### Exercise goal
The full listing, copied exactly and free of pictures, is the expected reply.

### Supplied data
========

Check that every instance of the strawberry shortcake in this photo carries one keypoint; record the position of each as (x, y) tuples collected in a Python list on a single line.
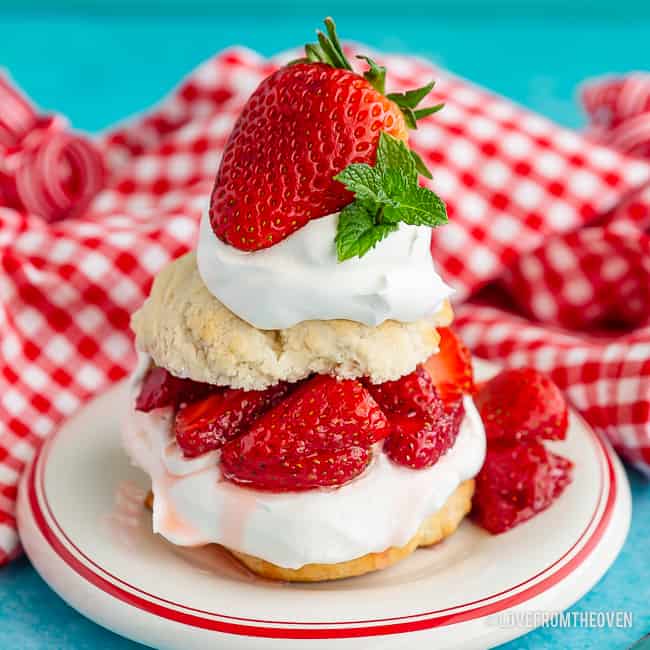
[(300, 398)]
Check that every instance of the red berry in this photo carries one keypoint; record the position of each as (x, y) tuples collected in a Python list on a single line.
[(413, 394), (327, 469), (161, 388), (322, 415), (418, 442), (522, 404), (451, 369), (207, 425), (302, 126), (517, 481)]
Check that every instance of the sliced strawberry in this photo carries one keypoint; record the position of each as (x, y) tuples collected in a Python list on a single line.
[(518, 480), (323, 413), (451, 369), (522, 403), (161, 388), (207, 425), (413, 394), (327, 469), (418, 442)]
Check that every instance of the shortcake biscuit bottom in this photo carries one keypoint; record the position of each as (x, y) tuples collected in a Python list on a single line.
[(434, 529)]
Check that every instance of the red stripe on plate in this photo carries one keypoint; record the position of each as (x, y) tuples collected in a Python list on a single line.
[(435, 619)]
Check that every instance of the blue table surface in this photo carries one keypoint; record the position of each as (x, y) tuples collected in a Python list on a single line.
[(98, 67)]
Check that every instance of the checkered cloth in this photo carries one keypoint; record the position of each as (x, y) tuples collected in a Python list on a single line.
[(547, 246)]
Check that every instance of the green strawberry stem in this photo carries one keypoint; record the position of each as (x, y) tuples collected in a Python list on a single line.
[(328, 50)]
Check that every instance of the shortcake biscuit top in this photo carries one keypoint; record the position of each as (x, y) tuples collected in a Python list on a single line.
[(186, 330)]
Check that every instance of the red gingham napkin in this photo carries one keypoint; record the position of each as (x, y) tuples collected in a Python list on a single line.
[(525, 198)]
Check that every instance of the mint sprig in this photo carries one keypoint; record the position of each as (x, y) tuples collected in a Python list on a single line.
[(385, 195)]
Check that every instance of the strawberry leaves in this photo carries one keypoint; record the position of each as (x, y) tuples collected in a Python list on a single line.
[(385, 195)]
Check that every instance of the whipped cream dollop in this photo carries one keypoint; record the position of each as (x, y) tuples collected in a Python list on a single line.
[(385, 506), (300, 278)]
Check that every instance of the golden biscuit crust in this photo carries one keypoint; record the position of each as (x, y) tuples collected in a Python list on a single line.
[(186, 330)]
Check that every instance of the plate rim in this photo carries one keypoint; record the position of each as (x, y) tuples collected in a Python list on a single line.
[(36, 499)]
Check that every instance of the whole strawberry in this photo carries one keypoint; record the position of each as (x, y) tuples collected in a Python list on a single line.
[(304, 127)]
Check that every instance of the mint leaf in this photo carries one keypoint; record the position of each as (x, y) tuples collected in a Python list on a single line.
[(394, 154), (363, 180), (420, 166), (385, 196), (357, 231), (418, 207)]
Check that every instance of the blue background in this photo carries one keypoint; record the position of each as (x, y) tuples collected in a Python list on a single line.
[(97, 62)]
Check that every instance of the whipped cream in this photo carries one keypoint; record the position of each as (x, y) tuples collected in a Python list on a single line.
[(385, 506), (300, 278)]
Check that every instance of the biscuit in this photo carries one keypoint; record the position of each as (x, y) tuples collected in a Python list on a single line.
[(186, 330), (434, 529)]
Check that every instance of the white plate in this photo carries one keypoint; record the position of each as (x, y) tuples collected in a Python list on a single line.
[(86, 531)]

========

### Result of the task
Check that every instance of the strawberry shortcake in this photo carries one keypoint; record the position of each as (x, y) tuples collected in a Python list on a single line.
[(300, 398)]
Check that every instance of the red berry in this photo carries one keypoint; record the position of each as (x, y) tuples collected in a Python list on a single line.
[(413, 394), (327, 469), (161, 388), (322, 415), (418, 442), (522, 404), (451, 369), (207, 425), (302, 126), (517, 481)]
Check that every instance of the sliced strawberry in this photo carries one keypoint; record the position of each as (x, y) tuples collected in a Python list on a single line.
[(518, 480), (323, 413), (451, 369), (522, 403), (161, 388), (207, 425), (413, 394), (327, 469), (418, 442)]
Check that every instance of the shortcake biscuit bottom in this photo carries one keypoint; record the position of each as (x, y) tuples collected in a Python list on a single line.
[(434, 529)]
Check that every instance of the red stripe on plate in this photo carries one keypoint; record the position of each as (x, y) tuples collected in a Python list on a single line.
[(435, 619)]
Check that every instance of the blue table surface in this photo carries one keypoint; record the position of each as (x, y) tuples collected in a Python list on a single line.
[(98, 67)]
Check that every instance of the checkered cloth in this photo carries one keypoint; record the position of each as (x, y) tuples collected in a Python list on a single line.
[(547, 246)]
Check that every instance of the green strawberry stem in this photo carries one keypoint; record the position of each as (x, y) tuples collected in a Python list on a single line.
[(328, 50)]
Check that every instance of the shortcake biscuit top in this photo carries one keypoint; record the position of each as (x, y) tuples collected in a Python list on a single line.
[(186, 330)]
Check that every instance of the red gingham napkin in this photo carries one keypoint; record the position of each as (x, y) tuples collected in a Python list on a single line.
[(525, 198)]
Check that every instance of the mint sprig in this photo carries one keypoint; record the position of each as (x, y) tuples collected in a Python list on a single line.
[(385, 195)]
Check that every instance of the strawberry leaves in this photo carries one keypoint; record the position of each as (x, y) tuples collected in a Python list on a single line.
[(385, 195)]
Check that every instance of the whipped cream dollop in this photo carries one keypoint; record the position of each as (x, y) tuples collected in a Python list on a single line.
[(385, 506), (300, 278)]
Check that every instance of the golden biscuit crust in this photo carries one keypoint; record the position of each as (x, y) tuples collected in a Python list on a single line.
[(186, 330)]
Check that every instance of the plate rim in this photo carries one keypoint; record the position of each as (x, y) tuples collected in a Python list on a single line.
[(36, 499)]
Check that every instance of the whole strawberry in this photo carries one keypoint; record the position of each as (x, y) tuples collected in a Python list on a single line.
[(304, 127)]
Check that every instance of the mint leaf in this photo carries one keypoint; record the position of each as (x, y) tuples collected in a Python list on a single line.
[(394, 154), (363, 180), (420, 166), (385, 196), (357, 231), (418, 207)]
Check that every instance of the blue background in this photo carries one keypoint; record the position of each as (x, y) tuples collected in a Python list on a single line.
[(97, 62)]
Check that every instance of the whipped cream in this photo carries one keypoint; record the position of each as (x, y) tuples collected in a Python list on a single line.
[(385, 506), (300, 278)]
Check that every instance of the biscuit in this photo carries one keypoint; record the position of each as (x, y) tuples collected in a Python list on a single line.
[(186, 330), (434, 529)]
Check that every instance of the white plate in this photo carries one keypoint; record the position of each as (x, y) tuples collected in a Python list on a single line.
[(86, 531)]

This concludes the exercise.